(ENTRIES SHOWN Opens)

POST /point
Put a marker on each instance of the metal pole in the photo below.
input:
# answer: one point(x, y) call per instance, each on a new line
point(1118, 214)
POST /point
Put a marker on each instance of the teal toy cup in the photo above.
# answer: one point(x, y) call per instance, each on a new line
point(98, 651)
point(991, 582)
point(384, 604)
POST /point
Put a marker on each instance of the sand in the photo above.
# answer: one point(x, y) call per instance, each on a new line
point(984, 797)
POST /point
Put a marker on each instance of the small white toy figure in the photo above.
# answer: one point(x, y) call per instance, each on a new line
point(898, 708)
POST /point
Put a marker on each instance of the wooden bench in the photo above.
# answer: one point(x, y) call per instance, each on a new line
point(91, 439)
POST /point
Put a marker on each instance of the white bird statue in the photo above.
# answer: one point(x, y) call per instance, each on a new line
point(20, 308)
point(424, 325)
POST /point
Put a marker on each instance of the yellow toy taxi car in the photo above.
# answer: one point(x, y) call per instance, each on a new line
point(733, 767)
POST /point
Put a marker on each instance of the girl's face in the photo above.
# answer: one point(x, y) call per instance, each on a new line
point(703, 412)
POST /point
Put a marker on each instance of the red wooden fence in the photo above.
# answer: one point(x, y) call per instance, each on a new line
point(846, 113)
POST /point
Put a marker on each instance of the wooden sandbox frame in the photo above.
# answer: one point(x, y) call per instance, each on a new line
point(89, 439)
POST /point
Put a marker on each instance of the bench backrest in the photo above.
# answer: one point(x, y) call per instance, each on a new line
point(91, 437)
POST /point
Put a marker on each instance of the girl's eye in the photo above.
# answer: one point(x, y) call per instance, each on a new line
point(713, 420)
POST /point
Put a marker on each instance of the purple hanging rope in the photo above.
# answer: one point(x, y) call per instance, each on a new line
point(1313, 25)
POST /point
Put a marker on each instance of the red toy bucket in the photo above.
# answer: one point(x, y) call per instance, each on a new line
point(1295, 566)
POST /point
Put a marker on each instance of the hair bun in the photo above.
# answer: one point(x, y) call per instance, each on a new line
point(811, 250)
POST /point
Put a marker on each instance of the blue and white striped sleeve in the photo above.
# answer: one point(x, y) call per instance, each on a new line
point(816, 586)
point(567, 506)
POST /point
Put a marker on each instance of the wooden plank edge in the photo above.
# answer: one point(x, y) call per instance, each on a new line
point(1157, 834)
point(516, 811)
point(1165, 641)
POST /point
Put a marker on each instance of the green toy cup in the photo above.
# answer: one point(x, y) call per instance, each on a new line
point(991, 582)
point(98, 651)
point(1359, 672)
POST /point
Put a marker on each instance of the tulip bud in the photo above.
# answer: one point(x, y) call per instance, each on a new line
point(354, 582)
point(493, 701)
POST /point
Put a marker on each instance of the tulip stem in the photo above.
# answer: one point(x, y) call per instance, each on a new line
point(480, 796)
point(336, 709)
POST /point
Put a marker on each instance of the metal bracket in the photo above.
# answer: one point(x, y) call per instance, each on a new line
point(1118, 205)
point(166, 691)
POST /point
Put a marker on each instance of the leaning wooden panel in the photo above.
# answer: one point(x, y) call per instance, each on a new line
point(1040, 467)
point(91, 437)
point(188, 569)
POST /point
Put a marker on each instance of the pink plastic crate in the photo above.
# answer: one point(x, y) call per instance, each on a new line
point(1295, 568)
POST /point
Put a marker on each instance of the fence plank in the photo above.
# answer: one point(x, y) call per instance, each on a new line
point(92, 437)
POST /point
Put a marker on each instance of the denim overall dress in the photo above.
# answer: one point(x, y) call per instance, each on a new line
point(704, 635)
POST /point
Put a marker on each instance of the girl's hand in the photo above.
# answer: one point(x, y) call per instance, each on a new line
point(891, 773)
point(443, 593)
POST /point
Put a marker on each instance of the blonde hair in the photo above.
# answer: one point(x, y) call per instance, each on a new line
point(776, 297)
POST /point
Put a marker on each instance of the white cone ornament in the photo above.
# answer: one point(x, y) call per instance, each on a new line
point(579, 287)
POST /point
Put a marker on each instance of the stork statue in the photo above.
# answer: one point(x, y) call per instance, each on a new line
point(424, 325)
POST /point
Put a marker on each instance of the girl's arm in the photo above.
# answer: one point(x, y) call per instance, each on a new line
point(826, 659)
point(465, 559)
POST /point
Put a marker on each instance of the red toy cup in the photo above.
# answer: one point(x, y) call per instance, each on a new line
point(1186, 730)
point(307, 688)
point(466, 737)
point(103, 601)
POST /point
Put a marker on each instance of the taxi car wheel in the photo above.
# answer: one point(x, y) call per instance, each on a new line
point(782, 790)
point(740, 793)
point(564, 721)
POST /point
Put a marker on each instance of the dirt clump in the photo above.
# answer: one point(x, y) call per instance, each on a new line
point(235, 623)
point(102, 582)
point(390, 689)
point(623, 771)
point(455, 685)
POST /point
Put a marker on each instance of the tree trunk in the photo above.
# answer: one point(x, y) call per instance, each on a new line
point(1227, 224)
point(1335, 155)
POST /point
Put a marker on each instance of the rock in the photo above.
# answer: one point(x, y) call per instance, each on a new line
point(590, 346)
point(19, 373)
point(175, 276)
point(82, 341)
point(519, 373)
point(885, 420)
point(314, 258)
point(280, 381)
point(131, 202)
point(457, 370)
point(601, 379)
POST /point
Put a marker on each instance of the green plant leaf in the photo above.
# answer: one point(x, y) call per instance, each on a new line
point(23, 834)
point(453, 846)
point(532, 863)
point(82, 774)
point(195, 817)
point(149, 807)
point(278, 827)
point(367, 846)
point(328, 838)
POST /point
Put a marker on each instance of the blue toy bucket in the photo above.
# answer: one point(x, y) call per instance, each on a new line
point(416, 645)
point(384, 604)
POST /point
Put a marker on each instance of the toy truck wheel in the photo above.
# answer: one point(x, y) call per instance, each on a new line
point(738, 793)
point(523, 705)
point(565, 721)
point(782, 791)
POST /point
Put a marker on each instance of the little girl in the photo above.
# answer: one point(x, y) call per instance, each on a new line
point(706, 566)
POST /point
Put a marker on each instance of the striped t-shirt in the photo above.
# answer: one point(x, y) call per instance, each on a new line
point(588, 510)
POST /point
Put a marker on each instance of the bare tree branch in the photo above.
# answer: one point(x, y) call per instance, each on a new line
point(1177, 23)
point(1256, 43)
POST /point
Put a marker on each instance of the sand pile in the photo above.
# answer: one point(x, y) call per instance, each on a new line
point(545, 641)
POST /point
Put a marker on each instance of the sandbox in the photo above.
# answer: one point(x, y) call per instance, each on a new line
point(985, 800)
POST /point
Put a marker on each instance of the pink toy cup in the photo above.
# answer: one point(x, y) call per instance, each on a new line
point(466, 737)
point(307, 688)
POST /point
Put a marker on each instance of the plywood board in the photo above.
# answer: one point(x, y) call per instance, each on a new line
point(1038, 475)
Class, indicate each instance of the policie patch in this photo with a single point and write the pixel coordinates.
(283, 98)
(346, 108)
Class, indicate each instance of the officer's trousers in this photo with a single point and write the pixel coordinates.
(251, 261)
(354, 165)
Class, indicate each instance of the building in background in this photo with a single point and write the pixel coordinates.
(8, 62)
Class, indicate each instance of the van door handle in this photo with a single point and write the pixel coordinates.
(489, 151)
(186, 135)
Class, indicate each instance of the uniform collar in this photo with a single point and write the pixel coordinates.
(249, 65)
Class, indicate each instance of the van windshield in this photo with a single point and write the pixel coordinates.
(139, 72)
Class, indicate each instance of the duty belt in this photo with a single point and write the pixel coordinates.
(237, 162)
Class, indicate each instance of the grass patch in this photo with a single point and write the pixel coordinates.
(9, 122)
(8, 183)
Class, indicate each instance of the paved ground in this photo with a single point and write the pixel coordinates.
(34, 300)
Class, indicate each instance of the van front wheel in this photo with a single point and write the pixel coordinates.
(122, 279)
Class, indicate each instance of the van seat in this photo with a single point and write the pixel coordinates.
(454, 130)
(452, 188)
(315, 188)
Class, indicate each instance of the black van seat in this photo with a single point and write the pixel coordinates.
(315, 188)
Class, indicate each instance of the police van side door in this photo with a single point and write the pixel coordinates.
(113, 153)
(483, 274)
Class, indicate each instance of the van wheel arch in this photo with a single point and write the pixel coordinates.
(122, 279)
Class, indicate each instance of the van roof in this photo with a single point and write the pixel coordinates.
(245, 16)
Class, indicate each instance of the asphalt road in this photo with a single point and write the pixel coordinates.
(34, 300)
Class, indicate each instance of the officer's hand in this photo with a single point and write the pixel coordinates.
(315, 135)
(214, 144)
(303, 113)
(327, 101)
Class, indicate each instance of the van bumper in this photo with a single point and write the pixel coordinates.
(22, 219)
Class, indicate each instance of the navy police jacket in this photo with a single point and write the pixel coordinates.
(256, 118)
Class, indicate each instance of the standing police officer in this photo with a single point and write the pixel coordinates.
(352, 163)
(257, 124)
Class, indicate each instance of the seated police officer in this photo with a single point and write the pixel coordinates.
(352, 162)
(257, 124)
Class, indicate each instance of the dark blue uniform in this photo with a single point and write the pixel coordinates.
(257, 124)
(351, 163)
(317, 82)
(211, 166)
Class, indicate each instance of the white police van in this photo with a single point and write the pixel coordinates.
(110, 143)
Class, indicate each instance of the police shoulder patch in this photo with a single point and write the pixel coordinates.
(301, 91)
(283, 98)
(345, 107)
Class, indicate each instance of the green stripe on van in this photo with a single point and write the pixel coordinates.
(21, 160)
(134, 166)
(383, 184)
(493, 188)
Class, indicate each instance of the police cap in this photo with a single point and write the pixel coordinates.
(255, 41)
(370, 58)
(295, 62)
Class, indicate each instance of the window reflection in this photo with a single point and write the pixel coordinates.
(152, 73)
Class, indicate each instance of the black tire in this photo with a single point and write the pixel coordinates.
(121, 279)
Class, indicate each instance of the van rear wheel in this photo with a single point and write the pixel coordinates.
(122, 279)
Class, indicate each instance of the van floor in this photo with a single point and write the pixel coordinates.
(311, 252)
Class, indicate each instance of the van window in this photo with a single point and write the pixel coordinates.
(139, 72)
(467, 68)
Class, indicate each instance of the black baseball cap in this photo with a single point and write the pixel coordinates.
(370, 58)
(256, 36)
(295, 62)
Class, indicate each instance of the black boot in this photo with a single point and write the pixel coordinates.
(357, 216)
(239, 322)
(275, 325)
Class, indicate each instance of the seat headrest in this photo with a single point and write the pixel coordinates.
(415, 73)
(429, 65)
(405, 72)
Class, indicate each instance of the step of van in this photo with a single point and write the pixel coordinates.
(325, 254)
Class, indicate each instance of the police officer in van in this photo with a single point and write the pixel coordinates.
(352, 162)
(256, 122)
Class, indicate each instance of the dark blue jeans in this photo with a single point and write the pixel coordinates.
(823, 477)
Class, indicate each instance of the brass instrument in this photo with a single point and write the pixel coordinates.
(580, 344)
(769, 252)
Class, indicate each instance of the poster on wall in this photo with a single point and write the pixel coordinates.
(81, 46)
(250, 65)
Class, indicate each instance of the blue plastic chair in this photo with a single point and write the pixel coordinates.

(ENTRIES SHOWN Closes)

- [WHAT IS NEEDED]
Please repeat word for word the lines above that run from the beginning through the line containing "Put a marker on each instance of the wooden sandbox", keeping both the first and that last line.

- [COMPLETED EXERCISE]
POST /point
Put a marker on each instance of the metal pole in the photo below.
input:
# answer: one point(x, y) call per instance, each on a new line
point(1118, 214)
POST /point
Put a marker on each instance of the teal toy cup in the photo above.
# answer: one point(x, y) call per instance, each on a new line
point(98, 651)
point(991, 582)
point(384, 604)
POST /point
Put a marker on each instance of the sand in the photo above.
# answer: one point(x, y) call per instance, each on a new line
point(984, 797)
POST /point
Put a marker on each instance of the small white toy figure in the photo above.
# answer: one point(x, y) call per instance, each on a new line
point(898, 708)
POST /point
Put a marker on each instance of the wooden bench in the photo above.
# answer: one point(x, y) call per instance, each on a new line
point(91, 439)
POST /point
Put a marker on each instance of the white bird statue in the photo above.
# answer: one point(x, y) call per instance, each on a new line
point(20, 308)
point(424, 325)
POST /point
Put a marker on each instance of the yellow toy taxi car in the photo above.
# answer: one point(x, y) call per instance, each on a new line
point(733, 767)
POST /point
Put a marker on each instance of the girl's face in the photo above.
# answer: one point(x, y) call per instance, each on a new line
point(703, 412)
POST /point
Put a marker on each instance of the red wooden fence in the photo above.
# answer: one point(x, y) call per instance, each on a new line
point(846, 113)
POST /point
Put a marker on each instance of the wooden sandbox frame in the photo above.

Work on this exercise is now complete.